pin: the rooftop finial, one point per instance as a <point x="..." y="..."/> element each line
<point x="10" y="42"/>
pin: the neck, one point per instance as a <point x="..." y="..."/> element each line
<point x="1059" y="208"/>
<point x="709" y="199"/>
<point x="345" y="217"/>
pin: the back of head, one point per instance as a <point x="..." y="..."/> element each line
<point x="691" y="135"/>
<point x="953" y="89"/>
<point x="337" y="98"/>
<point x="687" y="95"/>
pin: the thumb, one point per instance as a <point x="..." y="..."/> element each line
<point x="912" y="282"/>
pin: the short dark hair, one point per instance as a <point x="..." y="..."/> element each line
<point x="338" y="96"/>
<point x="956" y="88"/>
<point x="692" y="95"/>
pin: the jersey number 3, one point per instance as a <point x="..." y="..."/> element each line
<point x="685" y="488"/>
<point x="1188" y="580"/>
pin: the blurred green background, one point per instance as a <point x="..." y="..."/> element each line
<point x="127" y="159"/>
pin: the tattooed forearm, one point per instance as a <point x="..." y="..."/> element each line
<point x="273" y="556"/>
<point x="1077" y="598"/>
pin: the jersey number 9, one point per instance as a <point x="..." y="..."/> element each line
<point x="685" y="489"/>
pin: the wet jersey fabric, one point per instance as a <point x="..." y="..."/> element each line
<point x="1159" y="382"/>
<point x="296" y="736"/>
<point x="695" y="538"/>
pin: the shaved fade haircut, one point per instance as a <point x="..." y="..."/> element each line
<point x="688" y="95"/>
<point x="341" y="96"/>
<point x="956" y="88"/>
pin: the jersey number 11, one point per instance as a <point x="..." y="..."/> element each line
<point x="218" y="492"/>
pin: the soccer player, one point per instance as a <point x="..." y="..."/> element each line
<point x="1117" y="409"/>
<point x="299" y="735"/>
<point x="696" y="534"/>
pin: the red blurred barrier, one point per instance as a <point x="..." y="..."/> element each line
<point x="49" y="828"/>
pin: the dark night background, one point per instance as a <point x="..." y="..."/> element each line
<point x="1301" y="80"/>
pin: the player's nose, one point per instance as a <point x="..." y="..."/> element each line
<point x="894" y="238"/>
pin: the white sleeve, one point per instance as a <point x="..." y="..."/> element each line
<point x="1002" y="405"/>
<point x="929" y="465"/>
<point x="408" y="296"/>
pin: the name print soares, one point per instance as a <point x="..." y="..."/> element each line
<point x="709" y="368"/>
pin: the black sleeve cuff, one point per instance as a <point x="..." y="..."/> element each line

══════════════════════════════

== Task brief ==
Please copy every line of the material above word for word, leaving nothing out and adding nothing.

== Written response ==
pin: the rooftop finial, one point per instance as a <point x="..." y="..."/> element each line
<point x="10" y="42"/>
pin: the neck, one point per instance as a <point x="..." y="..."/> element each line
<point x="1059" y="208"/>
<point x="709" y="199"/>
<point x="345" y="217"/>
pin: the back of head, one point per instance as a <point x="..." y="..."/> element each line
<point x="691" y="135"/>
<point x="953" y="89"/>
<point x="337" y="98"/>
<point x="687" y="95"/>
pin: the thumb, one point per instance as a <point x="..." y="..."/> element each line
<point x="912" y="282"/>
pin: the short dark hair, one point per instance as a <point x="..." y="..."/> element each line
<point x="338" y="96"/>
<point x="956" y="88"/>
<point x="692" y="95"/>
pin: the jersey number 3, one point per instance as a <point x="..." y="..."/> element each line
<point x="685" y="488"/>
<point x="1188" y="580"/>
pin: the blurred green background, one point per instance as a <point x="..." y="..."/> element each line
<point x="127" y="159"/>
pin: the tattooed forearm, one point per instance as a <point x="..." y="..."/> element each line
<point x="273" y="556"/>
<point x="1077" y="598"/>
pin: the jersey number 9, one point per instance as a <point x="..." y="..."/> element each line
<point x="685" y="489"/>
pin: the wet jersey fabric, one point per instance as a <point x="..." y="..."/> element each line
<point x="1159" y="382"/>
<point x="296" y="736"/>
<point x="695" y="538"/>
pin: the shaved fade haircut, one point per instance as a <point x="..." y="..."/> element each line
<point x="688" y="95"/>
<point x="341" y="96"/>
<point x="956" y="88"/>
pin: the jersey number 11, one point per instance as a <point x="..." y="..."/> element each line
<point x="218" y="492"/>
pin: the soccer player, one point per instance as a <point x="..." y="..."/> element each line
<point x="1117" y="409"/>
<point x="299" y="735"/>
<point x="696" y="534"/>
pin: the red blurred barrier, one point per instance as a <point x="..." y="..."/> element each line
<point x="49" y="828"/>
pin: the dark night background, one point per instance as a <point x="..." y="..."/> element each line
<point x="1301" y="80"/>
pin: the player's nose, one point per instance as a <point x="..." y="..."/> element each line
<point x="894" y="238"/>
pin: the white sleeve, one point per instance as a <point x="..." y="..."/> element each line
<point x="1002" y="405"/>
<point x="929" y="465"/>
<point x="408" y="296"/>
pin: the name print soares, one point per instance as a <point x="..." y="..."/> element each line
<point x="709" y="368"/>
pin: the black sleeve cuff, one point per instance as a <point x="..." y="..."/> element each line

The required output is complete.